= Sağlanan metin =
**********

Hatay’a emeği çok büyük. İskenderun’da birçok sportif yatırımda katkısı vardı. Öğrendim ki, Hatay İl Gençlik ve Spor Müdürü Ali Rıza Tütüncüoğlu’nun yerine Mersin Gençlik ve Spor Müdürü Emrullah Taşkın getiriliyor.. Peki 2004’ten bu yana Hatay’da önemli işler çıkaran Tütüncüoğlu’na ne olacak?
Yanılmıyorsam, ‘Akdeniz Bölge Olimpiyatları Sorumluluğu’ görevi kendilerine intikal ettirilmiş durumda..
Ama Tütüncüoğlu hareketli bir bürokrat..
Hemen hergün bir ilçede görüyoruz.

**********

= Yazılı görev 1 =
Tütüncüoğlu hakkındaki yazıda "Hatay’a emeği çok" ifadesinden başlayıp aşağıya doğru "Tütüncüoğlu’na ne olacak?" ifadesine kadar ne varsa hiç değiştirmeden tekrarla.
= Yazılı görev 2 =
Hatay İl Gençlik ve Spor Müdürü üzerine olan yazıyı son cümlesinden sonra sürdür.

= Verilen materyal =

**********

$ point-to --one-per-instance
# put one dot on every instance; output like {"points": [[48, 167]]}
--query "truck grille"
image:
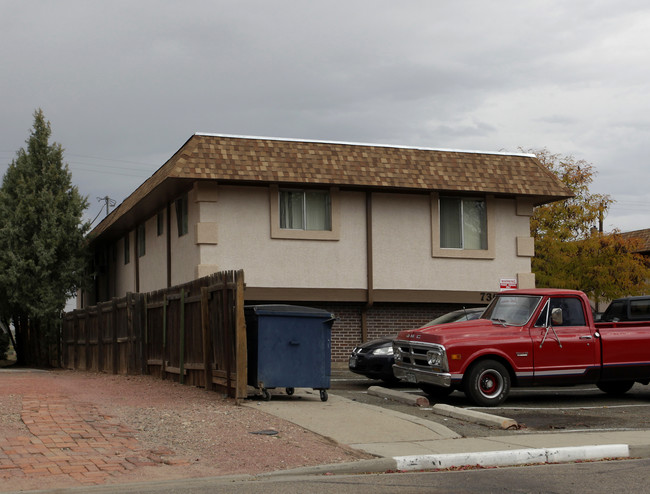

**********

= Son cevap 1 =
Hatay’a emeği çok büyük. İskenderun’da birçok sportif yatırımda katkısı vardı. Öğrendim ki, Hatay İl Gençlik ve Spor Müdürü Ali Rıza Tütüncüoğlu’nun yerine Mersin Gençlik ve Spor Müdürü Emrullah Taşkın getiriliyor.. Peki 2004’ten bu yana Hatay’da önemli işler çıkaran Tütüncüoğlu’na ne olacak?

= Son cevap 2 =
Omuzlarında makamın sorumluluğunu fazlasıyla taşıyor, hakkını da verdiğini düşünüyorum.. Netice şudur:
‘Tütüncüoğlu pasifize mi ediliyor?..’ şeklinde bir algı var..
Bence değil.. Olimpiyatlar ‘ödüllendirilmiş’ bir makamdır..
Öyle ya da böyle.
Ali Rıza Bey’in teklife pek sıcak bakmadığını biliyorum.
Bu demek oluyor ki üzgün..
Bu konuda gözden kaçırılmaması gereken yalın bir gerçek daha var..
Dile kolay.. 8 yıllık görev süresi bir yerde sona erecekti zaten..
‘Böyle mi olmalıydı?’, bilemiyorum..
Tepkileri görmek gerek!
MAZERET YOK!
Kütahya Vali Yardımcısı, İskenderun eski Kaymakamı Cengiz Horozoğlu’nu bizim şehirde ne zaman görsem acayip mutlu oluyorum..
Basbayağı keyifleniyorum..
İskenderun’u çok seviyor..
Her türlü imkana sahip İskenderun’a ‘sorunları çözülebilir’ gözüyle bakıyor..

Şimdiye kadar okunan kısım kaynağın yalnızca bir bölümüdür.